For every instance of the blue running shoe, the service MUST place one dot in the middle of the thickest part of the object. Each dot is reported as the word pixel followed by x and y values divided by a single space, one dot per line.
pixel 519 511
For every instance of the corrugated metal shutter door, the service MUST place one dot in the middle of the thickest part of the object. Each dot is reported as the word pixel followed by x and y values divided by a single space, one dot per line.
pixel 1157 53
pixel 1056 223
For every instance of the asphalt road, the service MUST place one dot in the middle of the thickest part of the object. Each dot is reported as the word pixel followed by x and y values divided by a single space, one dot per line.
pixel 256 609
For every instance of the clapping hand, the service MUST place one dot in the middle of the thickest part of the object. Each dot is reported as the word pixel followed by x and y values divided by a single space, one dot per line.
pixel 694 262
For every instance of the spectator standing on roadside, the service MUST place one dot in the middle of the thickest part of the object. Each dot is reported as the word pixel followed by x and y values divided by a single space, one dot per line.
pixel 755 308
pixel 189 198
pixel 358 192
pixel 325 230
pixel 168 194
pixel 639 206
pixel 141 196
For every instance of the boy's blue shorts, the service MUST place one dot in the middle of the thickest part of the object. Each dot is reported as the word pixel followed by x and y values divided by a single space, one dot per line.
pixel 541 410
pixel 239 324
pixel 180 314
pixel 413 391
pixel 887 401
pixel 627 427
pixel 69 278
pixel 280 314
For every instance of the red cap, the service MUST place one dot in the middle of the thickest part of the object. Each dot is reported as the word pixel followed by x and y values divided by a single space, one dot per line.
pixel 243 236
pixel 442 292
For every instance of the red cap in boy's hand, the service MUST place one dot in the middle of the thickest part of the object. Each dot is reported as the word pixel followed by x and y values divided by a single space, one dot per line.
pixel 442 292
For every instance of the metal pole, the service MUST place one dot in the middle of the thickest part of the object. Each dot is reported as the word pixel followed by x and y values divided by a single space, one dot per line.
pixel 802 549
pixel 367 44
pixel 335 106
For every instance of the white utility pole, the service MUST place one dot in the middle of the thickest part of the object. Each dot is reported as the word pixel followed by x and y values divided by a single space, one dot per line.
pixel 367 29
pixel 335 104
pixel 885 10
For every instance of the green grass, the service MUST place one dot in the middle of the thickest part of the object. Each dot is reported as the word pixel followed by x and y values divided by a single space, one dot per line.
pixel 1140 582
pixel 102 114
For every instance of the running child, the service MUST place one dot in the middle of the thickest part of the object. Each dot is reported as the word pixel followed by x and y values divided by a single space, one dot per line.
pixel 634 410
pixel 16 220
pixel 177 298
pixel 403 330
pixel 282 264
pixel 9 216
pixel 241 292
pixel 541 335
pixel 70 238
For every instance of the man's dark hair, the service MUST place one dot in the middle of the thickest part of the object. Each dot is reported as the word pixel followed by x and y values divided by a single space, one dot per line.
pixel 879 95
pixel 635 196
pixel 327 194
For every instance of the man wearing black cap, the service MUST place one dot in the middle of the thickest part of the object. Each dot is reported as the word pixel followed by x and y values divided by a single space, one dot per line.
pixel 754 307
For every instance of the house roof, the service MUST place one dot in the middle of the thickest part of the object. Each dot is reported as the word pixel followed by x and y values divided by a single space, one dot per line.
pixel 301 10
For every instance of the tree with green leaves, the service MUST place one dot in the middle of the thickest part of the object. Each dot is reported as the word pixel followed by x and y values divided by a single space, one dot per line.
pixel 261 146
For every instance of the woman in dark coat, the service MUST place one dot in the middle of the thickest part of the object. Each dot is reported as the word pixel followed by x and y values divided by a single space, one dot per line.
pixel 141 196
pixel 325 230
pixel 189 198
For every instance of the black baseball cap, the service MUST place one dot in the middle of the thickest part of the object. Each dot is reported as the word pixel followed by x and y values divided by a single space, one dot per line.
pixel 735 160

....

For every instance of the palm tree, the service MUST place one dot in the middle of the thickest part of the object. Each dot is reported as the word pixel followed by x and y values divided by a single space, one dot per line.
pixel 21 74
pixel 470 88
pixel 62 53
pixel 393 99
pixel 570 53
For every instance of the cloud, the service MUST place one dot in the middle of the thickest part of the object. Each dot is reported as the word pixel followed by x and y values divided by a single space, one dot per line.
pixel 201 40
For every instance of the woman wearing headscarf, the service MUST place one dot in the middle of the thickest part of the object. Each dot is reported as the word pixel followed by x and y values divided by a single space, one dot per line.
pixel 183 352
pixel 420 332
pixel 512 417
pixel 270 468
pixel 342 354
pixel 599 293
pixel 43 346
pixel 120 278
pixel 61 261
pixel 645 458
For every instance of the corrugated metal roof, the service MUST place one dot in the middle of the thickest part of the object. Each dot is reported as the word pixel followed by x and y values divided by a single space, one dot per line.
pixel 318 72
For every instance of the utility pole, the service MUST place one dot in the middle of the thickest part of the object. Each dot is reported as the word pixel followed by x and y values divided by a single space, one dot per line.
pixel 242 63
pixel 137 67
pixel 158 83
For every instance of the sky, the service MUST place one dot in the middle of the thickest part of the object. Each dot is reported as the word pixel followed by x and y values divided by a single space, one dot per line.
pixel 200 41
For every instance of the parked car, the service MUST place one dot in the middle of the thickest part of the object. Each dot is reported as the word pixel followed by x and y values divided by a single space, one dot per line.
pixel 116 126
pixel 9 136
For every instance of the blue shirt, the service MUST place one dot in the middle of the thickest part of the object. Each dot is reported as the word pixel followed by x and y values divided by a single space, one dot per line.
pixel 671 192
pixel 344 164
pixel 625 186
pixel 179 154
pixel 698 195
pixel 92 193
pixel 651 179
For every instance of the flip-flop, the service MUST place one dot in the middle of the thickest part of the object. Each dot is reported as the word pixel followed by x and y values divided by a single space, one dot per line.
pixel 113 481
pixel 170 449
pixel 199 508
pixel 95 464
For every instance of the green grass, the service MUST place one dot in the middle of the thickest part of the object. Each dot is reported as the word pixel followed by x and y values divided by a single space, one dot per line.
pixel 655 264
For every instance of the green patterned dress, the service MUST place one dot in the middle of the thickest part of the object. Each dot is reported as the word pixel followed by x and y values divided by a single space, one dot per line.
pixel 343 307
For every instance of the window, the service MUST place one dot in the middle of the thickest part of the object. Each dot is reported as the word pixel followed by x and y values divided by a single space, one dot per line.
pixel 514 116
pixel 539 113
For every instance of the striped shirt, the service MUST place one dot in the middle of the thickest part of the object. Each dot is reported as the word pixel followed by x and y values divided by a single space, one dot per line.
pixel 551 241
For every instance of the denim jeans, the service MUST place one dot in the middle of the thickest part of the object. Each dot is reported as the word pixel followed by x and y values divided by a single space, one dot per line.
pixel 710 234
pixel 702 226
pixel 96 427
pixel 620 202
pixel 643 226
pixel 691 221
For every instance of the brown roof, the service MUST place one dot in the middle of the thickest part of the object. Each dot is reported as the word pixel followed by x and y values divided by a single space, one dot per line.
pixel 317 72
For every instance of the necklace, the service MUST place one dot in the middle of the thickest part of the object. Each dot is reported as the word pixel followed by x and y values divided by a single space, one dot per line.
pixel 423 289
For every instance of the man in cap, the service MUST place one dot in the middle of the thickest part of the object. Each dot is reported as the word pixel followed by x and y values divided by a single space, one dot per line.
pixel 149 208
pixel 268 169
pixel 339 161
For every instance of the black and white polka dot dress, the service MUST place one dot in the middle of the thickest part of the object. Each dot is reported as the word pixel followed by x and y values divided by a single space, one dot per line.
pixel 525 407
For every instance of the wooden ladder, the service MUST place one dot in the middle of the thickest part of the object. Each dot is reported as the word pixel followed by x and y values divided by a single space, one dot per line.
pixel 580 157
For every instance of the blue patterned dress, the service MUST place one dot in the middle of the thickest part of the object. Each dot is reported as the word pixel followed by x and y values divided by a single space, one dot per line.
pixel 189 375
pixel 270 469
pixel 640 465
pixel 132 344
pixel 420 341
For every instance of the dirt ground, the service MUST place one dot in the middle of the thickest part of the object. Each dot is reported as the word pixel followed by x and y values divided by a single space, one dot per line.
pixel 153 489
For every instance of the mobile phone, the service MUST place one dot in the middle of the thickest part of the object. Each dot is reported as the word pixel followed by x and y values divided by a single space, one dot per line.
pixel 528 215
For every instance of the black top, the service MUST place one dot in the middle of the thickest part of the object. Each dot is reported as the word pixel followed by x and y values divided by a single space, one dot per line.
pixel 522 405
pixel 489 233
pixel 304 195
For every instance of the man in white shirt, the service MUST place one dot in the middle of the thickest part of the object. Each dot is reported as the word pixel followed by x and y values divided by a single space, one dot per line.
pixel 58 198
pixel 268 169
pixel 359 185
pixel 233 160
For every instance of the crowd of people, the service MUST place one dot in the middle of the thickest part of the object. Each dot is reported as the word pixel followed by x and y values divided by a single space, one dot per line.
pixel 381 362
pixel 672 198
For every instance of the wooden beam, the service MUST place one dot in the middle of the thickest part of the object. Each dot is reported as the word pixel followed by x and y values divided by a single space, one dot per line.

....

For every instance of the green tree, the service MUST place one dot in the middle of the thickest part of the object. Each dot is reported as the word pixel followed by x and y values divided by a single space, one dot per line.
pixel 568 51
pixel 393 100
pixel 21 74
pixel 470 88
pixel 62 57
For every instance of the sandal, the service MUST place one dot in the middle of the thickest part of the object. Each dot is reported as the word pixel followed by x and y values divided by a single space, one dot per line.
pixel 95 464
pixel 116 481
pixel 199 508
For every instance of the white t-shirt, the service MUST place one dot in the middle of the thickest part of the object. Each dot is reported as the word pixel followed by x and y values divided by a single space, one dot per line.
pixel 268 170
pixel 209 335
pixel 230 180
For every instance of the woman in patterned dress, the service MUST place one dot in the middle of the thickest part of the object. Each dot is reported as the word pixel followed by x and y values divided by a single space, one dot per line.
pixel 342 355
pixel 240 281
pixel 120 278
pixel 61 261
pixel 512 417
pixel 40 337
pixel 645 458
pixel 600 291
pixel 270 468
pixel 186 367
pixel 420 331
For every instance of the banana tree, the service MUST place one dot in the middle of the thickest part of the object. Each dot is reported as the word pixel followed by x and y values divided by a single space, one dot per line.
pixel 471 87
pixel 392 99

....

[Problem to solve]: Take the entries above and return only the lines from the one with "For every instance of the mobile" to the one with "For every instance of the wooden beam, the", both included, unchanged.

[Exercise output]:
For every instance of the mobile phone, the service MUST place one dot in the middle of the thickest part of the object. Each dot is reported as the word pixel followed by x and y values divided by a single space, one dot per line.
pixel 528 215
For every instance of the black top, the service MUST place one dot in the middle of the thickest part of the object. Each dot is reported as the word pixel followed by x and y values divided by a single space, one dot per line.
pixel 522 405
pixel 489 233
pixel 304 195
For every instance of the man in white shirt, the service MUST place one dot in the middle of the thickest part of the object. Each dot is reported as the word pixel followed by x and y values divided by a single space, one dot per line.
pixel 58 198
pixel 268 169
pixel 359 185
pixel 233 160
For every instance of the crowd of people, the service MUST place one dot in the middle of the thickest part of the object. Each dot is reported as the word pixel followed by x and y values divided by a single space, one dot per line.
pixel 381 362
pixel 672 198
For every instance of the wooden beam, the service MUST place one dot in the middle of the thickest part of the object. Each dot is reported as the word pixel followed by x and y values divided by a single space, one dot per line.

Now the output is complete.